• Problem description:
Please summarize the forum thread on repainting white enamel S7 rims in three sentences.

• Passage:
# Repainting white enamel S7's help / suggestions



## spleeft (Mar 8, 2021)

These are from a Black '63 Typhoon, are really nice and straight / round with only one little curb dent and going back on the Black Typhoon for a rider. Not really doing a completely original restore but close. I like the idea of having the original rims with the pin stripes but Im not married to using the exact same colors. New black spokes and nipples are on the way and the hub overhauls are done , rear is Bendix redband single speed.
Ive cleaned them up with an oxalate bath / carefully used rubbing compound but I think I want to try my hand at repainting them. Ive ordered the pin stripe stencils. 
 Ignore the white wall tire in the pic , I just through it on there to see how it looked. I may or may not go with it.
 - If I were to go with the original colors, what is the white paint called, or is there a color I could get from the paint store that's super close?
 - Any suggestions on custom colors?!!!
 - How do you'all go about fixing the curb dent, pic below?
 - What are the basic steps to doing this repaint job? ( Im a total newb! )


----------



## Roger Henning (Mar 8, 2021)

If you want them really nice I would bring them to a powder coater, see the colors they can do and get a price.  Roger


----------



## spleeft (Mar 8, 2021)

Roger Henning said:


> If you want them really nice I would bring them to a powder coater, see the colors they can do and get a price.  Roger



 I do want them nice but I'm mainly into doing them myself / learning / enjoying the process / riding it !


----------



## Hudman (Mar 8, 2021)

Gently massage dent out with a few pairs of cresent wrenches..stencils work great..good luck


----------



## ricobike (Mar 8, 2021)

If these were mine, I would find a white color close to the original and touch them up.  You'd be surprised how nice they'll look and they'll still technically be original paint.

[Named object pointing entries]
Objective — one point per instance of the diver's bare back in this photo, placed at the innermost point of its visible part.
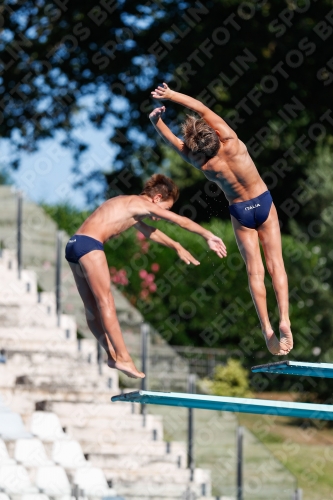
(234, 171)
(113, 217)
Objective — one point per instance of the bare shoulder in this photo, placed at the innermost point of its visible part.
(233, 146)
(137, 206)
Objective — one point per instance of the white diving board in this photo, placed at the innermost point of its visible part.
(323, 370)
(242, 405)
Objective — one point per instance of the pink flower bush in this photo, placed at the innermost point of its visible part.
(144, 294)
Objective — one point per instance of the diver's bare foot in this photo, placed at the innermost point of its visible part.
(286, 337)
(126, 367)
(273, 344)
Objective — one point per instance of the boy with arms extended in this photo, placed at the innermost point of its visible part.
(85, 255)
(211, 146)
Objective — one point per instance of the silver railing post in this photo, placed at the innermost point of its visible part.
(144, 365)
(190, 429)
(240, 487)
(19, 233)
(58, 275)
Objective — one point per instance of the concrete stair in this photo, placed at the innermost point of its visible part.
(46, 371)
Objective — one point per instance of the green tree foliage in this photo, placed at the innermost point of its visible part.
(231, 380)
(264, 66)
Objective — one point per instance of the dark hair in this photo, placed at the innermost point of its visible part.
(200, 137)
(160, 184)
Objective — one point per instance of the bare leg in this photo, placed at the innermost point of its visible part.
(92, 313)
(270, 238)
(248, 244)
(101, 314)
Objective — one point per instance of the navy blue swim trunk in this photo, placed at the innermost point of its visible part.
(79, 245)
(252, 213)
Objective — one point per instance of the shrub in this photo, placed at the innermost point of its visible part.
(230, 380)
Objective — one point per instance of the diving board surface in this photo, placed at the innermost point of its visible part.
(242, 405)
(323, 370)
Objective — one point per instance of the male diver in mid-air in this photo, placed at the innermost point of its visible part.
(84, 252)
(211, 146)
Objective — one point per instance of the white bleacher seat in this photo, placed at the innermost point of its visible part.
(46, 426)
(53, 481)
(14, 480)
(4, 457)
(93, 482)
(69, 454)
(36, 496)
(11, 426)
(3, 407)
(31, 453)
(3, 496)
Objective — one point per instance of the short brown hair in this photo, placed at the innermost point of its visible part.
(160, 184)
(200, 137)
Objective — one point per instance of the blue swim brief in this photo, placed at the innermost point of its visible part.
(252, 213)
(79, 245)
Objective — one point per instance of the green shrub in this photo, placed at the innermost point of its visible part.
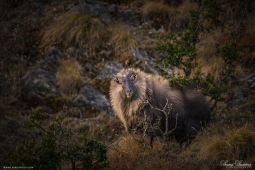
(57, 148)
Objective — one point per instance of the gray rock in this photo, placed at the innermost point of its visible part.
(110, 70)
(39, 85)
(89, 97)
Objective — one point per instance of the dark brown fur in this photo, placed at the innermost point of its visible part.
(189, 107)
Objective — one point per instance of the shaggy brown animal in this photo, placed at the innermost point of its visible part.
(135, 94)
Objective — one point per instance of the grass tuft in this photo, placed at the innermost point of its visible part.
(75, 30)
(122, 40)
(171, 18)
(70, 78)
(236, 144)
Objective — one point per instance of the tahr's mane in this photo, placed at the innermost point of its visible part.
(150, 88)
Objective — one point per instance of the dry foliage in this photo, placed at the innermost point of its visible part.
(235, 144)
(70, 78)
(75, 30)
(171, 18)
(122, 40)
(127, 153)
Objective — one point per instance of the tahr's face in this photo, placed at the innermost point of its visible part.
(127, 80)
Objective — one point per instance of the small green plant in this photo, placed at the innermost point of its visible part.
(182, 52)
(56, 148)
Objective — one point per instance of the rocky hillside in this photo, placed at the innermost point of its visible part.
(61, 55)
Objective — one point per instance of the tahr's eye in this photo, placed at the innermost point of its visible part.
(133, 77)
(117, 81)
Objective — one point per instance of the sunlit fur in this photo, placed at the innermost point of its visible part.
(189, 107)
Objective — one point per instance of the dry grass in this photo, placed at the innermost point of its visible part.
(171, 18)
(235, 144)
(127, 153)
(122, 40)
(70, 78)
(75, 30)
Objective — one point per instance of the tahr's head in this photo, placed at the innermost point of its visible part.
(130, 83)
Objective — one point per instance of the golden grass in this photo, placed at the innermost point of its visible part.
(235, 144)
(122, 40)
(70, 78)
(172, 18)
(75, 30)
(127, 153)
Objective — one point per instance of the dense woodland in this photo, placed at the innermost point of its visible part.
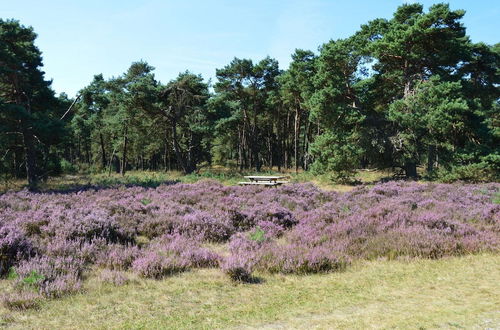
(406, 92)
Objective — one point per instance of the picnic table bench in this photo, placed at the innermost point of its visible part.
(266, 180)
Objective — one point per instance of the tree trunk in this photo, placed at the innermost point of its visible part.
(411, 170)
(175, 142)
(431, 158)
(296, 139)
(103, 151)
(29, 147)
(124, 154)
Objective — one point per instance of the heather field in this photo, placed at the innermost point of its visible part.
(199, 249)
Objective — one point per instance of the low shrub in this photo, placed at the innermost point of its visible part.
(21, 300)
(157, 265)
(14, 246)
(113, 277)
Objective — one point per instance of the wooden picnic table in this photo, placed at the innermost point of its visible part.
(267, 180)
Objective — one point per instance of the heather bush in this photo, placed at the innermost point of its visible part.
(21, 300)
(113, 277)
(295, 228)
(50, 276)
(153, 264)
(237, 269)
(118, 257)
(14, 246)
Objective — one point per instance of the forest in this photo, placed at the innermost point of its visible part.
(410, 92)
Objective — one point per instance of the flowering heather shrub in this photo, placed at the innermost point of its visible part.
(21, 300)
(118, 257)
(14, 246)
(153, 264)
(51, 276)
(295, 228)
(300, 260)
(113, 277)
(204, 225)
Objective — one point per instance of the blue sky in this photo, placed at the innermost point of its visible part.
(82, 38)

---

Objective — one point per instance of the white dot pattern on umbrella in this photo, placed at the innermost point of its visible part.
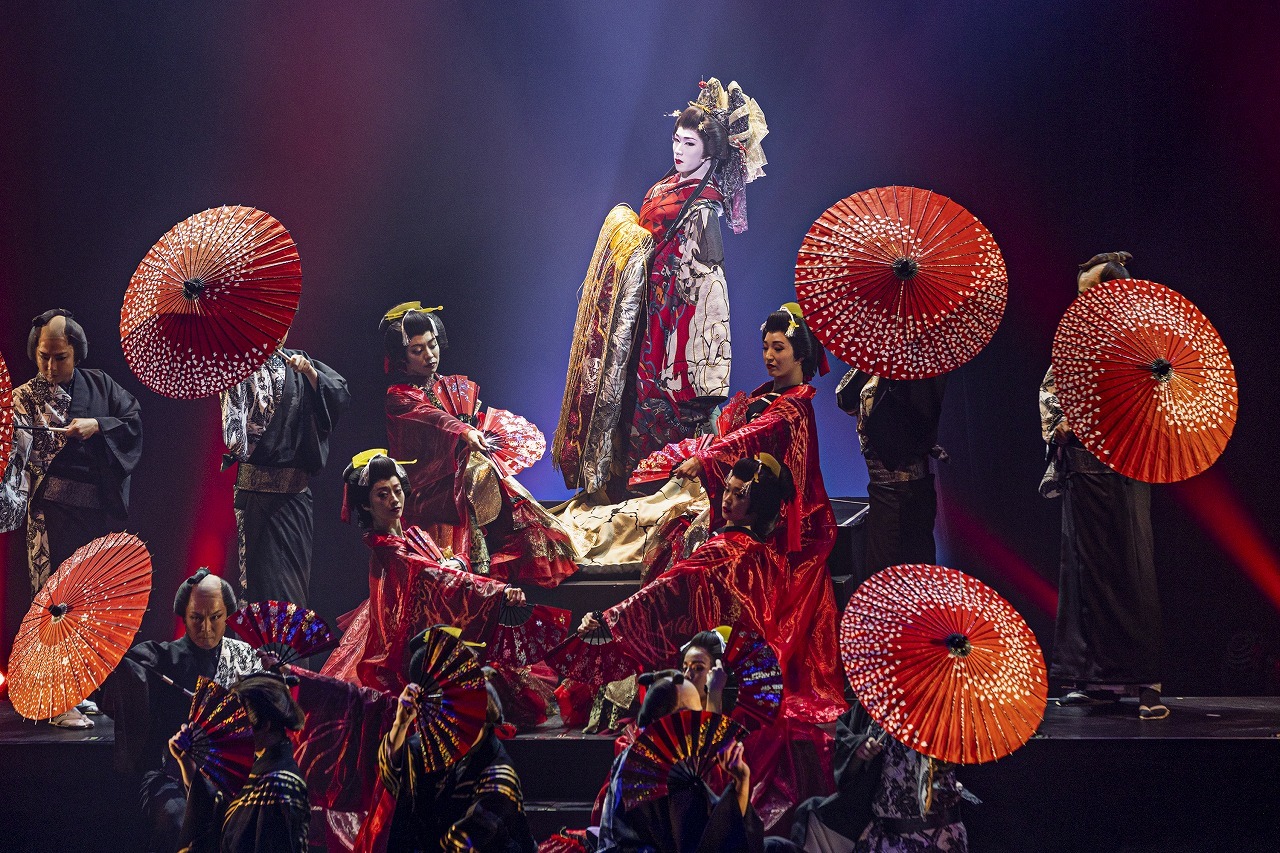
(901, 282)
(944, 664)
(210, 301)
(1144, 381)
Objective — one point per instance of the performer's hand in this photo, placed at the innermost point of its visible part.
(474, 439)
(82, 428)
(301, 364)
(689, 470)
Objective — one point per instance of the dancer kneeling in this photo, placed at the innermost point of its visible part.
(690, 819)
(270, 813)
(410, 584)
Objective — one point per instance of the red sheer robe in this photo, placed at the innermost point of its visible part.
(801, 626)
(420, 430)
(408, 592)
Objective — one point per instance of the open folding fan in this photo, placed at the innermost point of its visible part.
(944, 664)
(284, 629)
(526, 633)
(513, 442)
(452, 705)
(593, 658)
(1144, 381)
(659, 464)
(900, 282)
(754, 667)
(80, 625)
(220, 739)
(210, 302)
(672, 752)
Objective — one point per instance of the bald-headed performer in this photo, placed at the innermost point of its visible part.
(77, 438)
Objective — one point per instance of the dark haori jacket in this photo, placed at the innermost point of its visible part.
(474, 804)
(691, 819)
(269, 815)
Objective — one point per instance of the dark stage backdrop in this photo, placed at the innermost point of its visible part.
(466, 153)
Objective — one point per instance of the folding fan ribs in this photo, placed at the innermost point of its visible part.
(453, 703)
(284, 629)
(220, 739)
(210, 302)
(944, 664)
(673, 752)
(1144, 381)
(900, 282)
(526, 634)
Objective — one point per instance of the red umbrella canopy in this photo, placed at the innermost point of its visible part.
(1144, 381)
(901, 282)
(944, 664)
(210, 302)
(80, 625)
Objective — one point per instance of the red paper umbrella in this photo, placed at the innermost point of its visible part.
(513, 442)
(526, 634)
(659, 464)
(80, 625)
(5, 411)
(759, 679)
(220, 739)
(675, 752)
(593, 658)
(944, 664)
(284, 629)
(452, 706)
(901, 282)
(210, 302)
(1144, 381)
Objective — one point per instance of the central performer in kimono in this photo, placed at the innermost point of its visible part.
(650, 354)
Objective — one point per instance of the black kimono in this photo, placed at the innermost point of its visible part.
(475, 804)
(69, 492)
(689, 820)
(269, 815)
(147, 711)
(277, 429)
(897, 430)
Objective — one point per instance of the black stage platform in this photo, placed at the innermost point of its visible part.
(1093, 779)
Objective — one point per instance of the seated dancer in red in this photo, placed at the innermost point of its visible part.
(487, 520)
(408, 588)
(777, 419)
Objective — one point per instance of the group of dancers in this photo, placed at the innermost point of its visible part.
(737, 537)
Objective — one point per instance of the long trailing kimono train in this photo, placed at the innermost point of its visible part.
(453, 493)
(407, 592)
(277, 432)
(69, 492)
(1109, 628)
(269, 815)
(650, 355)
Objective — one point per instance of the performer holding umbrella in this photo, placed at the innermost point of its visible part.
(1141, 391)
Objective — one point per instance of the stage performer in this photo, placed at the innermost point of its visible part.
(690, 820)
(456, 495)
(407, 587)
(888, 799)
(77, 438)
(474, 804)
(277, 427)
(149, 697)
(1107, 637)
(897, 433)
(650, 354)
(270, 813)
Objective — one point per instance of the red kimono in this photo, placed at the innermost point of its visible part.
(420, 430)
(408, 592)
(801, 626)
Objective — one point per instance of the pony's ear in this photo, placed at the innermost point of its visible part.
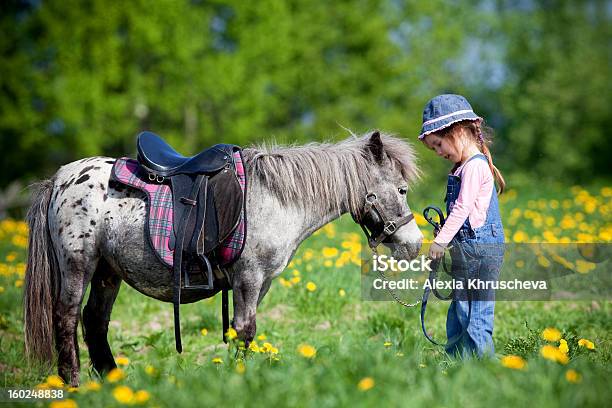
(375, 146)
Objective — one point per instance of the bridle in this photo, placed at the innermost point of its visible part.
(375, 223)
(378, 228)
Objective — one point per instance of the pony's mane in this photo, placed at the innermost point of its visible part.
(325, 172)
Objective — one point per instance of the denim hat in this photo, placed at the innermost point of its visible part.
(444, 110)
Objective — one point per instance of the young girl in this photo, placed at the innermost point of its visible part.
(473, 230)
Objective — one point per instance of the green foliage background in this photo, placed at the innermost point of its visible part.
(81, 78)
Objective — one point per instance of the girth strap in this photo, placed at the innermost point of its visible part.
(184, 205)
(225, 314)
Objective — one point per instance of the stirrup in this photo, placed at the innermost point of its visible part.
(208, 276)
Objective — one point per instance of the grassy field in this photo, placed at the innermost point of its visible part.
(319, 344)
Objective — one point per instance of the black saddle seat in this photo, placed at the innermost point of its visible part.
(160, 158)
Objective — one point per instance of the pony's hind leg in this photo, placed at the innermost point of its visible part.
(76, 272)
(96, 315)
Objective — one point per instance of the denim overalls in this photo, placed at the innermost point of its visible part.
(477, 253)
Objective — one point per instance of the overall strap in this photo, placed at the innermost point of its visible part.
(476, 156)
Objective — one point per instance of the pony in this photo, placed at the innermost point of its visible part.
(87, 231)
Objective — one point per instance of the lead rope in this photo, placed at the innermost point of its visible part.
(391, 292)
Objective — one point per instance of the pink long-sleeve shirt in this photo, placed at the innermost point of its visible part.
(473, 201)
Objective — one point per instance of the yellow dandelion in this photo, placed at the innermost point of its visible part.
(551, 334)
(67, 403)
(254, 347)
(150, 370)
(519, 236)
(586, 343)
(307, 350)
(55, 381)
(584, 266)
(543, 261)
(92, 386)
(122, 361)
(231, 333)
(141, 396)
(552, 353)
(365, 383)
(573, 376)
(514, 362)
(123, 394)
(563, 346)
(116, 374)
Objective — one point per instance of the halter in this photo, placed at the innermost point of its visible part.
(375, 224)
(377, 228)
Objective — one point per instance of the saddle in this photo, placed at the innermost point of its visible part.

• Exercise response:
A poster putting the original rims back on a Black '63 Typhoon wants to repaint their white enamel and asks what the original white is called, for custom color ideas, how to fix a curb dent, and for the basic steps of the job. Roger Henning recommends taking them to a powder coater, but the poster would rather do the work themselves and enjoy the process. Hudman suggests gently massaging the dent out with crescent wrenches and says stencils work great, while ricobike advises touching them up with a close white so they stay technically original paint.